EJERCICIOS:
(1) Extraiga íntegramente el texto sobre las torturas de la CIA, sin omitir ni modificar nada.
(2) Cuente las líneas de los registros que contienen la cadena "strap", teniendo en cuenta la distinción entre mayúsculas y minúsculas. Indique solo el número.

TEXTO MOSTRADO:
☆ ☆ ☆ ☆ ☆

Torturas sin resultados
Las conclusiones del informe sobre la CIA
presentadas por el Comité de Inteligencia del Senado de los EEUU
demuestran que en los últimos años, y tal y como se denunciaba desde
diferentes organizaciones de derechos humanos, cientos de personas han sido torturadas, y algunas de ellas asesinadas, con el legítimo objetivo de “detener ataques y salvar vidas”. La información sobre estos hechos ha sido recogida ampliamente en los medios norteamericanos (puede verse el New York Times, el Washington Post, The Guardian, o la excelente entrevista de Amanpour a Ben Emerson en CNN), y también en los españoles (Ramón Lobo en infoLibre, Alberto Sicilia en Público, o Iker Armentia en eldiario.es), y replantea una vez más el carácter de verdugo que lo fáctico suele tener sobre el Derecho.
Resulta destacable que una de las principales conclusiones de ese Informe es que, contrariamente a lo que la Agencia de Inteligencia defiende, las torturas no produjeron resultados (ni
detuvieron ataques ni salvaron vidas), un hecho que no ha dejado de
tener su importancia en el análisis y valoración de la noticia. Sin
embargo, desde la perspectiva de los derechos humanos, del Derecho en
sentido estricto, resulta revelador que se produzca esa dialéctica (¿son
útiles o no esas “cosas aborrecibles” –la CIA nunca pronuncia la
palabra tortura– que los agentes hacen a las personas para obtener información?), pues, de entrada, si existe un derecho absoluto, un derecho que no puede ser sometido a límite o condición, ese derecho es el de no ser sometido a torturas.

☆ ☆ ☆ ☆ ☆

(Extractos de un conjunto de datos de anotación de ubicaciones)

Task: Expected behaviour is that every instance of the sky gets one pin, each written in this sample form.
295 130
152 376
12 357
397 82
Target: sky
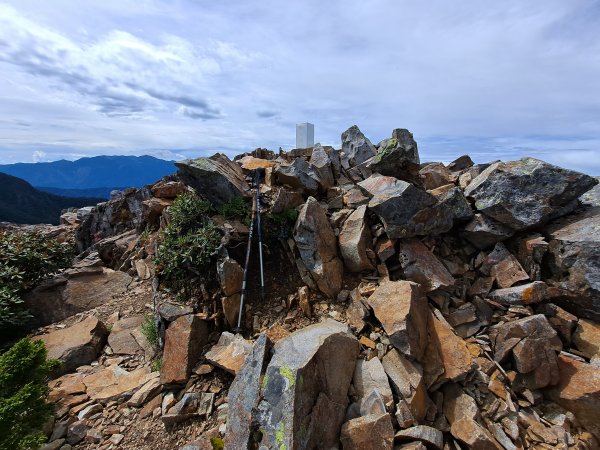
178 79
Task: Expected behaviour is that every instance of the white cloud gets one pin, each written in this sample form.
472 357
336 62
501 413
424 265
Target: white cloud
39 156
494 80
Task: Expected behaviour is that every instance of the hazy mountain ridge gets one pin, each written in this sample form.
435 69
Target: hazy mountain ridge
101 192
95 172
22 203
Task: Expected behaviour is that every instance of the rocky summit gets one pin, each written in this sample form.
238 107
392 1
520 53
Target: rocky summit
407 305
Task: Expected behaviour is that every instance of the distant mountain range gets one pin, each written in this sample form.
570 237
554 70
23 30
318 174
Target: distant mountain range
103 192
102 172
22 203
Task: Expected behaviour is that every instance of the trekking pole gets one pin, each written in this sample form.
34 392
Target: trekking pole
243 294
262 275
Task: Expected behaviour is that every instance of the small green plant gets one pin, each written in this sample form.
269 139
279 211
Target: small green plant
25 260
24 371
149 330
188 243
157 364
144 236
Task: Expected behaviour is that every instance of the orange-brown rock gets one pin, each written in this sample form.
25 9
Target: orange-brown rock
407 381
421 266
76 345
230 352
184 340
586 338
453 351
368 433
401 308
579 392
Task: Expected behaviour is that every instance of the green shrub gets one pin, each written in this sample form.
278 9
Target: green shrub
157 364
189 211
25 260
149 330
24 371
187 242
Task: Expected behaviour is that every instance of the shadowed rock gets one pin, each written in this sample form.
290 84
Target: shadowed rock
404 209
356 146
216 178
244 396
528 192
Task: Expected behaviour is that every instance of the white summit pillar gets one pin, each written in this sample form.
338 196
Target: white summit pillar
305 135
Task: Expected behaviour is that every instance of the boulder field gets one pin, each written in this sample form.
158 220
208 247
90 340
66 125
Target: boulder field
411 305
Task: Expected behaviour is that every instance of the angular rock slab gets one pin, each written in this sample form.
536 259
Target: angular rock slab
574 251
402 309
435 175
230 352
454 199
407 381
305 389
76 345
74 291
404 209
525 294
368 433
397 157
370 376
483 231
316 243
217 178
453 351
356 146
114 382
504 267
231 276
244 395
534 345
586 338
355 239
421 266
430 436
184 340
526 193
579 392
299 175
121 339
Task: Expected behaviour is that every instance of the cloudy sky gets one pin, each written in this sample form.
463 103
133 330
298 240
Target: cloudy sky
497 80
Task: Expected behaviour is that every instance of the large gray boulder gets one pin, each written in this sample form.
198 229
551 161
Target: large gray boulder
299 175
76 345
73 291
217 178
356 146
404 209
323 166
305 388
355 240
124 211
398 157
316 243
574 260
483 231
528 192
244 395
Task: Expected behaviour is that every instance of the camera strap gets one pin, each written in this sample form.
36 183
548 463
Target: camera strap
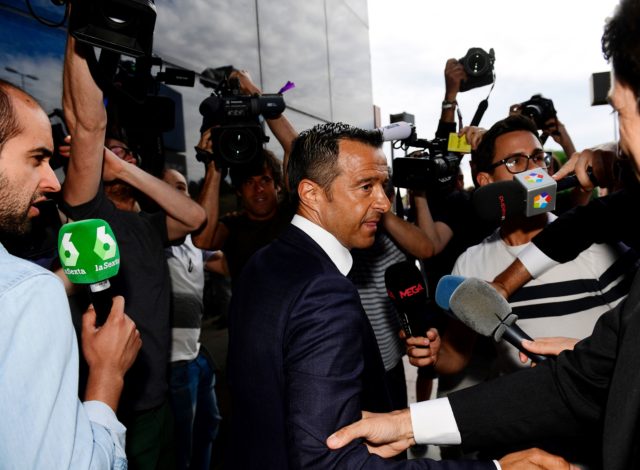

☆ ☆ ☆ ☆ ☆

LAS RESPUESTAS:
(1)
Torturas sin resultados
Las conclusiones del informe sobre la CIA
presentadas por el Comité de Inteligencia del Senado de los EEUU
demuestran que en los últimos años, y tal y como se denunciaba desde
diferentes organizaciones de derechos humanos, cientos de personas han sido torturadas, y algunas de ellas asesinadas, con el legítimo objetivo de “detener ataques y salvar vidas”. La información sobre estos hechos ha sido recogida ampliamente en los medios norteamericanos (puede verse el New York Times, el Washington Post, The Guardian, o la excelente entrevista de Amanpour a Ben Emerson en CNN), y también en los españoles (Ramón Lobo en infoLibre, Alberto Sicilia en Público, o Iker Armentia en eldiario.es), y replantea una vez más el carácter de verdugo que lo fáctico suele tener sobre el Derecho.
Resulta destacable que una de las principales conclusiones de ese Informe es que, contrariamente a lo que la Agencia de Inteligencia defiende, las torturas no produjeron resultados (ni
detuvieron ataques ni salvaron vidas), un hecho que no ha dejado de
tener su importancia en el análisis y valoración de la noticia. Sin
embargo, desde la perspectiva de los derechos humanos, del Derecho en
sentido estricto, resulta revelador que se produzca esa dialéctica (¿son
útiles o no esas “cosas aborrecibles” –la CIA nunca pronuncia la
palabra tortura– que los agentes hacen a las personas para obtener información?), pues, de entrada, si existe un derecho absoluto, un derecho que no puede ser sometido a límite o condición, ese derecho es el de no ser sometido a torturas.

(2) 2